-- PASSAGE SHOWN --
########
Mueller Convinced the California Court of Appeal to strike down a state "underground" regulation which created new grounds and additional criteria for disciplining employees beyond those established as law by the Legislature. The California State Supreme Court later decided to let the winning ruling stand but ordered the Appeal Court's opinion de-published (and thus no longer useful as precedent in other cases). 

Robert Louis Mueller, J.D., is an experienced writer and former employee-side attorney who won precedent-setting cases on behalf of employees in the highest courts in California. He is the author of the narrative non-fiction, Bullying Bosses: A Survivor’s Guide (How To Transcend The Illusion of the Interpersonal), which won glowing international press and peer reviews, as well as numerous widely reposted articles on that subject. Among other projects, he is currently working on his book Sociopaths As Villains: A Writer’s Thesaurus (1,001 True Tells). It is developing into a massive tome as is appropriate to reference books and particularly appropriate to the complexity of this subject matter. But it still needs a lot of work.


Coming up from the trades and heavy industry, Mueller has always been pro-employee. When he first became a union-side lawyer representing employees in 1983, sexual harassment cases were a basic part of his high-volume case load. That soon broadened to include cases of employees who were being bullied in the workplace generally, culminating in the publication of his Bullying Bosses book in 2008 – a step-by-step guide helping employees document and so understand and thus strategize around negative workplace events foisted on them through no fault of their own. Along the way, Mueller became an expert on the “bad guys” a.k.a. bullies, abusers, harassers, violent criminals, stalkers, sociopaths, villains….
########
-- QUESTIONS ON THE MATERIAL --
**A.** Copy out the stretch of the Robert Louis Mueller biography from "Robert Louis Mueller, J.D., is" through "lot of work.".
**B.** Pick up the Robert Louis Mueller biography after its final sentence and carry it forward.
The lines after this point come from an unrelated source.

-- GIVEN RECORDS --
########
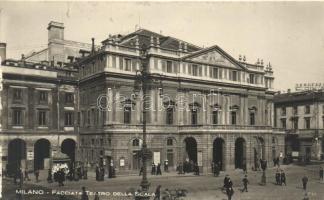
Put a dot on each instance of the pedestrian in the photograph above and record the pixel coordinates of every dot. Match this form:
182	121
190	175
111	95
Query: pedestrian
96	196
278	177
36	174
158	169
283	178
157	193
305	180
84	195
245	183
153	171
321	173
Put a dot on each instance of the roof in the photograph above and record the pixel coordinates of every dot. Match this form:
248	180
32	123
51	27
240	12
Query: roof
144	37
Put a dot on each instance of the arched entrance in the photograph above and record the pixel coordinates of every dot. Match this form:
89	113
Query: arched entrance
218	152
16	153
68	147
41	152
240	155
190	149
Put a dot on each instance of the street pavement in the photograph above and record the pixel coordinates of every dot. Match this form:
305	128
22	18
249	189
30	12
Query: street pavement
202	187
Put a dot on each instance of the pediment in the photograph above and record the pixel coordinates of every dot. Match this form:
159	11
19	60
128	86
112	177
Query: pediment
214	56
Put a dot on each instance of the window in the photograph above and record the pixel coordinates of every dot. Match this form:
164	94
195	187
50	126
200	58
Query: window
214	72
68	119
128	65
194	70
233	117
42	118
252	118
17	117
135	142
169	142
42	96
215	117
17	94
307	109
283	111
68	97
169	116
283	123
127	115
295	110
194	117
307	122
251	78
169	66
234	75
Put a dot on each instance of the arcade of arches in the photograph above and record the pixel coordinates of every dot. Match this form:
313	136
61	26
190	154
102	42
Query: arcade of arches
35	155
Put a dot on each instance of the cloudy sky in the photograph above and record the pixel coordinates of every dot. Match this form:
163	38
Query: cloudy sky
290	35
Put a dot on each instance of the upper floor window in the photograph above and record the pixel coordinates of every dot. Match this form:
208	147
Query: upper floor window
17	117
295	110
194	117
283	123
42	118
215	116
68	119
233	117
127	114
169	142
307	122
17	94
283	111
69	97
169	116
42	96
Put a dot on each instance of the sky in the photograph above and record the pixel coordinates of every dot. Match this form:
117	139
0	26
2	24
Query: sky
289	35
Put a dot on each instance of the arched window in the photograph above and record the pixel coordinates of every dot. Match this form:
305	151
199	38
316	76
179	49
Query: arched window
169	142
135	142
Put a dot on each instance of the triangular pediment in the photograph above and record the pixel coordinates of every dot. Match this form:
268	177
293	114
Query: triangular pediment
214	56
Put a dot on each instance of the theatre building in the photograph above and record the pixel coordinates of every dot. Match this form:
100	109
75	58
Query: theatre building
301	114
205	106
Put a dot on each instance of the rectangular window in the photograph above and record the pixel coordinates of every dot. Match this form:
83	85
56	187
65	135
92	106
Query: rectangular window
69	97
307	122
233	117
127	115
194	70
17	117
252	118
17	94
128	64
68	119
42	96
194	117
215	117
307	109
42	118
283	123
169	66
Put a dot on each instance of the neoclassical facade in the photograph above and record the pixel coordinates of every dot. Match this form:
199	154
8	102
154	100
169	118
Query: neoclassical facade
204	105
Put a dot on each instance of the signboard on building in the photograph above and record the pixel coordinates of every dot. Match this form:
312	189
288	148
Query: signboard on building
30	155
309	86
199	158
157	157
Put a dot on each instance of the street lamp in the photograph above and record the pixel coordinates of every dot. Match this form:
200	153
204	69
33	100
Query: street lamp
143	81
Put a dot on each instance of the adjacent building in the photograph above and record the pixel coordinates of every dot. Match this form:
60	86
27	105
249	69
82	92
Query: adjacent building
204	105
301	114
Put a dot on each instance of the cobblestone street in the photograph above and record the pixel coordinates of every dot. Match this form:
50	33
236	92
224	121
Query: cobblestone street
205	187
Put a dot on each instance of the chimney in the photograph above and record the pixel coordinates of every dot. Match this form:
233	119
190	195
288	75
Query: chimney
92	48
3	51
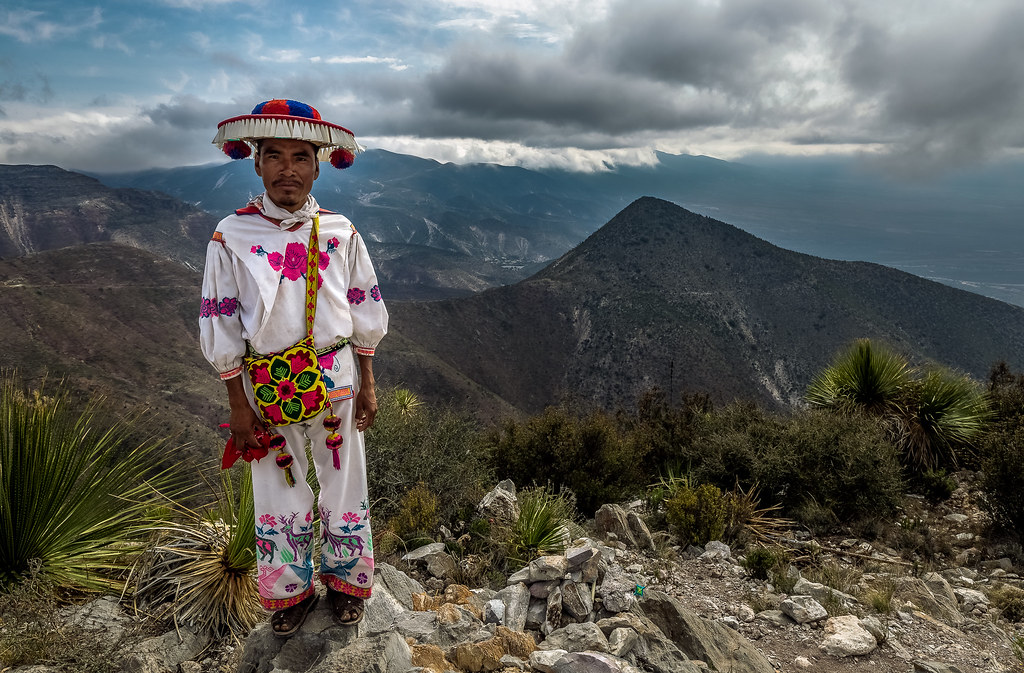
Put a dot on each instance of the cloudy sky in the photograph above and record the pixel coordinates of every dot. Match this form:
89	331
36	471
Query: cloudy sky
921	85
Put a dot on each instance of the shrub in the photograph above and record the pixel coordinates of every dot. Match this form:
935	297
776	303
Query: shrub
########
-- RESPONSES TO THE EXERCISE --
**A.**
Robert Louis Mueller, J.D., is an experienced writer and former employee-side attorney who won precedent-setting cases on behalf of employees in the highest courts in California. He is the author of the narrative non-fiction, Bullying Bosses: A Survivor’s Guide (How To Transcend The Illusion of the Interpersonal), which won glowing international press and peer reviews, as well as numerous widely reposted articles on that subject. Among other projects, he is currently working on his book Sociopaths As Villains: A Writer’s Thesaurus (1,001 True Tells). It is developing into a massive tome as is appropriate to reference books and particularly appropriate to the complexity of this subject matter. But it still needs a lot of work.

**B.**
Even then, Mueller understood that abusive bosses are, at their core, “narcissists” (DSM-5, 301.81); they are people lacking a capacity for empathy (LCE). They simply cannot connect with others personally so they rather obviously do not understand a lot of what is going on around them. Essentially lost in the world and thus not having the option of becoming leaders, 301.81s customarily adopt phony personas as substitute for heathy, pro-human personalities. In the workplace, sociopathic narcissists become bullying bosses.


As an occupational expert, Mueller also understood that psychological terms like “narcissist” (301.81) get very little respect within the production and service missions of most managements. Indeed, when someone in the workplace setting is accused of being a “narcissist”, it is quickly dismissed as an empty insult in such political environments. Worse, in many places and with too many management teams, it is even recognized as a compliment. With all the drama they create, managements frequently applaud and even promote 301.81s who are the very best of manipulators, charming up with uncanny ability, while bullying down. It is common for managers to perceive the narcissists as productive, which is not always the case with supervisors. In truth, all these bullies are doing is creating drama featuring great self-righteousness. 301.81s are not providing production nor service.


With Sociopaths As Villains (SAV), Mueller steps back to look at abuse issues globally, seeing the bigger picture. As a reverse-profiling manual, the book assists healthy people in identifying the sociopathic narcissists in their midst, even in the 301.81’s initial charm-phase, so people can take the steps necessary to protect themselves and others from harm.


After 30 years in San Francisco, with extended stays in West Virginia, New England, Beirut, Costa Rica, Ecuador, Panama, Sevilla and, very recently, Moab (researching his next crime thriller), Mueller has returned to his native Colorado, where he lives and writes in the Rocky Mountains, not far from Boulder. Mueller is a survivor.